# [OBJECTIVES]
A: In the post below on the AVX-512 dot product, how many times was the loop unrolled?
B: For each statement, say yes or no depending on whether it agrees with the post below on the AVX-512 dot product, and quote the words from the post that decide it.
(i) The data type used is a 32-bit float.
(ii) The latency estimate assumes a CPU frequency of 3GHz.
(iii) The writer considers the 0.27-second estimate close to the measured execution time.

# [GIVEN TEXT]
Dear Dr. Bandwidth,
I am seeking for your comments again.
I implemented the sequential vector dot product using naive AVX-512 SIMD intrinsics by unrolling the loop by 4 times. Vector dot product is to calculate: result = sum(x[i]*y[i]), i=1:n. (Data type: 64-bit double)
Now I found the execution time when n=10^8 is ~0.10 second. I can understand this result from memory bandwidth point of view. We actually loaded 2*8B * 10*8 in 0.1 second, leading to an effective memory bandwidth at ~16GB/s while the theoretical bandwidth is 2666 MHz * 8B/s = 20.8 GB/s. This is within my estimation.
However, when thinking from another aspect: estimating the performance via the real L1/L2/L3/TLB/DRAM latency, the result turns to be hard to understand for me.
For example, even though all the data are loaded from the L1 cache whose latency is 4ns, assuming a 3GHz CPU frequency, it already costs 2*10^8 * 4cycles/3GHz=0.27second, which is much longer than the experimental execution time 0.1s. This estimation does not yet consider L2/L3/DRAM/TLB latency yet and it's impossible that all the data start to reside in L1 cache when being loaded.
May I know how to understand this 0.1second execution time with respect to different components on the memory hierarchy, such as L1/L2/L3 cache, TLB and DRAM? It must be something wrong in my 0.27s-estimation. May I know where the flaw is?
Thank you so much for your time!

# [DATA LINES]
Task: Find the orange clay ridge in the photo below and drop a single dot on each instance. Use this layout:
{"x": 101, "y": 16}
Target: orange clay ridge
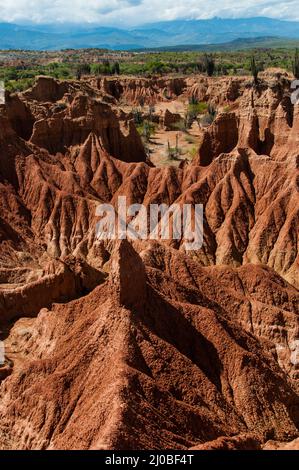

# [ANSWERS]
A: 4 times.

B:
(i) No: "(Data type: 64-bit double)"
(ii) Yes: "assuming a 3GHz CPU frequency"
(iii) No: "which is much longer than the experimental execution time 0.1s"